- TEXT
::::

Regardless, looksmaxxing can take other forms and is now commonly synonymous with the definition of hardmaxxing. This sub-definition calls for dangerous and extreme measures of body enhancement that involve major reconstructive surgery, such as double-jaw surgery, which delivers a chiseled jawline.

Just a few months ago, a Reddit user created a thread detailing their hardmaxxing journey, even linking to a different previous post from a couple of years ago where they had spent over $30,000 on cosmetic surgeries.

An article from The Guardian interviews a man sucked into this strange phenomena of looksmaxxing with his own personal story from 2024.

“I was learning about problems I hadn’t even noticed.” He began to learn a strange code that members used to compare their characteristics: IPDs (interpupillary distance, the gap between the eyes); canthal tilt (the angles of the eyes); mewing (a tongue exercise that supposedly improves the shape of the jaw). “The ultimate goal is to improve your SMV,” says James. Sexual market value, that is.”

What James is referring to is known as the PSL scale. This attractiveness rating system is what has turned a simple compliment of “oh she is pretty”, to a confusing, darker “Stacylite with ability to upgrade to a true Eve if she sheds some weight and fixes her recessed jawline”.

They are all a bunch of buzzwords for if someone is hot or not, along with “subhuman” status if you are rated below a five out of 10 from random strangers' view of beauty.

Not only that, but Peters has admitted to taking it even further in an interview with GQ.

“He claims to have smashed his face with a hammer to make bones regrow sharper, smoked meth to curb his appetite, and performed “dick-ups” by placing weights on his penis to maximize girth and erection strength. At age 14, he said, he began injecting testosterone he’d ordered from the internet, with no parental or medical oversight. Now his body can’t naturally produce it; he believes he’s currently infertile.”

::::

- RECORDED DATA
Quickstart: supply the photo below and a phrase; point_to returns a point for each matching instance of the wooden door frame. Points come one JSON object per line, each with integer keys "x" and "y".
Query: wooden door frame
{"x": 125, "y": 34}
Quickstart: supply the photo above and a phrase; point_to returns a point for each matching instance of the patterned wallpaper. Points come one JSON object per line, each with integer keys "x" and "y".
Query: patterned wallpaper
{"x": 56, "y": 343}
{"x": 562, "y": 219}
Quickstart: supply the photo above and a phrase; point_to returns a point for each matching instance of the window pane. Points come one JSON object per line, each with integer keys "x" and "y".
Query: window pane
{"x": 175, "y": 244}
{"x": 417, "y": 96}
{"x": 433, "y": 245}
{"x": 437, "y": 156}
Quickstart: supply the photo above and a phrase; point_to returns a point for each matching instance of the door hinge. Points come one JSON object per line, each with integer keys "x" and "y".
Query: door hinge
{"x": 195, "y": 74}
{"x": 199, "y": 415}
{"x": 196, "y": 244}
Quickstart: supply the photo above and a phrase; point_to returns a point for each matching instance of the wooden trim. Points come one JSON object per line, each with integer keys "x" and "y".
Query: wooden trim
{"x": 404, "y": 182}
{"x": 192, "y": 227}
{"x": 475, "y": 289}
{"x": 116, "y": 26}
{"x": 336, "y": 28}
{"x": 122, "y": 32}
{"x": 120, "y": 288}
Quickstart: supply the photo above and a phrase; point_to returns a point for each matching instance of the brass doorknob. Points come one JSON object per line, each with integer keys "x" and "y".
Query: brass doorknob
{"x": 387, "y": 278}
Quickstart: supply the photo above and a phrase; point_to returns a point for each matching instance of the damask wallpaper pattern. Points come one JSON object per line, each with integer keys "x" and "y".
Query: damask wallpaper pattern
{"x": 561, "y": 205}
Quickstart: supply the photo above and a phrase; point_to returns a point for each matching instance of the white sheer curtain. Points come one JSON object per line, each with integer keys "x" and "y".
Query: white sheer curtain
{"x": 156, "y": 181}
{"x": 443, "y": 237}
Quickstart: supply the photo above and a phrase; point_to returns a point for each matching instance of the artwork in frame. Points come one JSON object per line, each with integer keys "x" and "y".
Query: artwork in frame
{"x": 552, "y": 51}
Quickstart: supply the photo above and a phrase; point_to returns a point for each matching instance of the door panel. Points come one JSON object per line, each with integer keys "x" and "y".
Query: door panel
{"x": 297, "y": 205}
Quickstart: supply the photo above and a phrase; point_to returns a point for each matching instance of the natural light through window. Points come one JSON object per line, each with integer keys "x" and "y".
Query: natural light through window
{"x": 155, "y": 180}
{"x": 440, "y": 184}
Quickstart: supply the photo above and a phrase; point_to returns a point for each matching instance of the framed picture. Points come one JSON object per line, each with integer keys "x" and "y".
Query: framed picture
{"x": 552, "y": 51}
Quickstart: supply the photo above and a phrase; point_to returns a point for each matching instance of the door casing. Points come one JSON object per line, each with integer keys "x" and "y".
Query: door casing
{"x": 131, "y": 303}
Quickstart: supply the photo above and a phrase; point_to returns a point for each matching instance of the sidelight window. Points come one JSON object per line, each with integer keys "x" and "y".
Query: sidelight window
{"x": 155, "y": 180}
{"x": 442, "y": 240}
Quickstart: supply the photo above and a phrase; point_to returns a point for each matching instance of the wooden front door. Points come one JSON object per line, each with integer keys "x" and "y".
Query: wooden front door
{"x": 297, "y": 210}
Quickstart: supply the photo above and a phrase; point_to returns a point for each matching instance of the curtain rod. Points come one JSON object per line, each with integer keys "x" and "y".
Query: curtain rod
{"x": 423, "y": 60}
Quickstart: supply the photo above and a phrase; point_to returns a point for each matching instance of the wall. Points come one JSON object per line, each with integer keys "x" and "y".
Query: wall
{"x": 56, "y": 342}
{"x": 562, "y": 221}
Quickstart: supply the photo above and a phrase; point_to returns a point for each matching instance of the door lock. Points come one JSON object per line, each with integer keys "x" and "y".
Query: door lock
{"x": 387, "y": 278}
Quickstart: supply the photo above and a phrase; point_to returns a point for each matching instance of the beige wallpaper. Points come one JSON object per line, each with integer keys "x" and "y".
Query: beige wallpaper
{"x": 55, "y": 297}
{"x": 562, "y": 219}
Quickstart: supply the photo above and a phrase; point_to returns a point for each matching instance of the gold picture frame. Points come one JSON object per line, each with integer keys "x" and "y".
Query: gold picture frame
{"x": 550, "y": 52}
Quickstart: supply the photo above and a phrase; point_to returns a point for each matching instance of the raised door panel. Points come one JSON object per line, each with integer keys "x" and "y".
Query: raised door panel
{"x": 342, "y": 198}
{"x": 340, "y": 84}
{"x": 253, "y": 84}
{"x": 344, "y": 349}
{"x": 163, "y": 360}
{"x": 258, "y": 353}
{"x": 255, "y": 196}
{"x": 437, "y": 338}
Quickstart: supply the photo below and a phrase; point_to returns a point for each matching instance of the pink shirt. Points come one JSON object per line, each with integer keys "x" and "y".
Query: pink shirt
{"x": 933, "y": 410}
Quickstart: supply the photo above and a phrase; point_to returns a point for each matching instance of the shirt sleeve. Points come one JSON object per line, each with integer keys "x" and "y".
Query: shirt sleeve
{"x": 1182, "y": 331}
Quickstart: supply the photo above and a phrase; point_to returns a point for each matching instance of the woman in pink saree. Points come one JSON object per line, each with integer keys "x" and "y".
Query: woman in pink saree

::::

- ACTIVITIES
1 – List the code terms that, according to the looksmaxxing text above, members used to compare their characteristics, with the meaning the text gives for each.
2 – Answer these questions from the looksmaxxing text above:
(a) How much had the Reddit user spent on cosmetic surgeries, according to their earlier post?
(b) What does SMV stand for?
(c) Below what rating does someone get "subhuman" status?

- EXERCISE SOLUTIONS
1 –
IPDs: interpupillary distance, the gap between the eyes
Canthal tilt: the angles of the eyes
Mewing: a tongue exercise that supposedly improves the shape of the jaw

2 –
(a) Over $30,000
(b) Sexual market value
(c) Below a five out of 10